* Text segment:
BEGIN

Butterfly Mcqueen Biography
Love of Dance Led to Fame, Cast in Gone With the Wind
Known to generations of movie viewers as Prissy, the frantic, squeaky-voiced servant who is harshly upbraided by Scarlett O'Hara in the 1939 Civil War epic Gone With the Wind, actress Butterfly McQueen was first a successful Broadway dancer; she then went on to win critical acclaim for her quirky portrayal of seemingly scatterbrained maids in a handful of popular films in the 1940s. Offscreen, however, she rebelled against Hollywood's rigid system of racial stereotyping and often insisted on altering scenes and dialogue that demeaned people of color. McQueen's announcement in 1947 that she would no longer accept so-called "handkerchief head" parts nearly cost the actress her career. Except for the part of a secretary in the all-black film Killer Diller in 1948, she had no movie offers for the next 20 years. "I didn't mind playing a maid the first time, because I thought that was how you got into the business," she explained in an interview with People. "But after I did the same thing over and over I resented it. I didn't mind being funny but I didn't like being stupid." While not acting, she worked as a sales clerk, a waitress, a dishwasher, and as a companion to elderly women in order to make ends meet.
McQueen's objection to stereotyped roles was only one of the things that hindered her career, however. She possessed a unique, ethereal quality that made her difficult to cast. "Her comedic gifts were too special and delicate, too unique a blending of the comic and the pathetic, to be effective" in the limited roles available to African Americans throughout the first half of the twentieth century, commented Donald Bogle in Toms, Coons, Mulattoes, Mammies & Bucks: An Interpretive History of Blacks in American Films. "With her large, expressive eyes, her bewildered and perplexed stare, and her quivering tremor of a voice, she seemed almost otherworldly." In the late 1960s McQueen returned to the New York stage, where she had launched her theatrical career more than 30 years before. Soon afterwards a variety of small film and television roles came her way, but none earned her the fame of her early work in Gone With the Wind.
Love of Dance Led to Fame
Stage, screen, and radio actress Thelma "Butterfly" McQueen was born in Tampa, Florida, in 1911. Her father was a stevedore and her mother worked as a domestic. When McQueen was five years old, her father deserted the family. In order to support herself and her daughter, Mrs. McQueen sought full-time employment in a number of cities up and down the East Coast, sending Thelma to live with an aunt in Augusta, Georgia, until she had settled on a job as a cook in Harlem. Young Thelma completed her high school education in Babylon, Long Island, after yet another move and went on to study nursing at the Lincoln Training School in the Bronx. In 1934, however, she joined Venezuela Jones's Harlem-based Youth Theatre Group, and her career took a different turn. She began to study dance, music, and drama on a professional level, and in 1935 made her stage debut as part of the Butterfly Ballet in Jones's Off-Broadway production of A Midsummer Night's Dream. Upon seeing her dance, a friend nicknamed her "Butterfly." She immediately adopted the name as her own, and it remained with her throughout her career.

END

* Dataset content:

BEGIN

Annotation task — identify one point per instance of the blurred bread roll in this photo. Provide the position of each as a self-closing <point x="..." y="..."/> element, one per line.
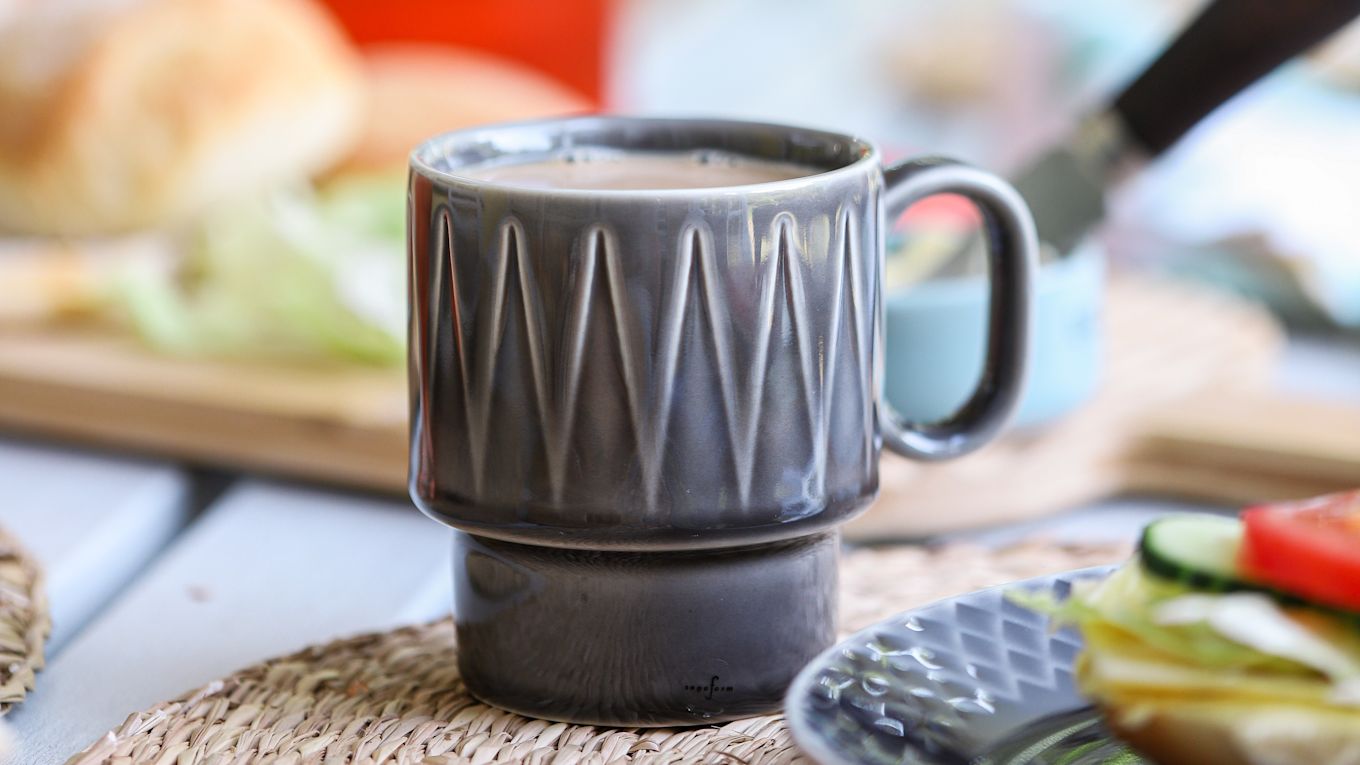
<point x="416" y="91"/>
<point x="121" y="115"/>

END

* What you will do:
• 1. In the Butterfly McQueen biography, in what year and in which production did McQueen make her stage debut?
• 2. Resume the Butterfly McQueen biography with the paragraph that follows its final sentence.

* Answer set:
• 1. She debuted in 1935 as part of the Butterfly Ballet in Venezuela Jones's Off-Broadway production of A Midsummer Night's Dream.

• 2.
Two years later McQueen made her Broadway debut as the maid, Lucille, in George Abbott's all-black production, Brown Sugar. Although she played only a minor part and the show closed after only four performances, Brooks Atkinson of the New York Times remarked upon "the extraordinary artistry of a high-stepping, little dusky creature who describes herself as Butterfly McQueen." Following her success in Brown Sugar, McQueen was cast in two more George Abbott productions, Brother Rat (1937) and What a Life (1938). She was still working for Abbott when she auditioned for the part of Prissy in Gone With the Wind.
Cast in Gone With the Wind
Although McQueen, then 28, was dismissed as too overweight, too old, and too dignified to play a young slave girl, Gone With the Wind producer David O. Selznick ultimately decided that experienced actors with unusual presence—such as film veteran Hattie McDaniel, who portrayed the O'Hara family's faithful Mammy, and McQueen, who had won critical praise as a member of the Abbott Acting Company—would be more effective than lesser-known players. On the surface, Gone With the Wind, which took more than two years to film and cost close to $4 million, was little more than an elaborate romance between two strong-willed, temperamental characters set against the backdrop of the Civil War-torn South. But in fact, it was much, much more than that.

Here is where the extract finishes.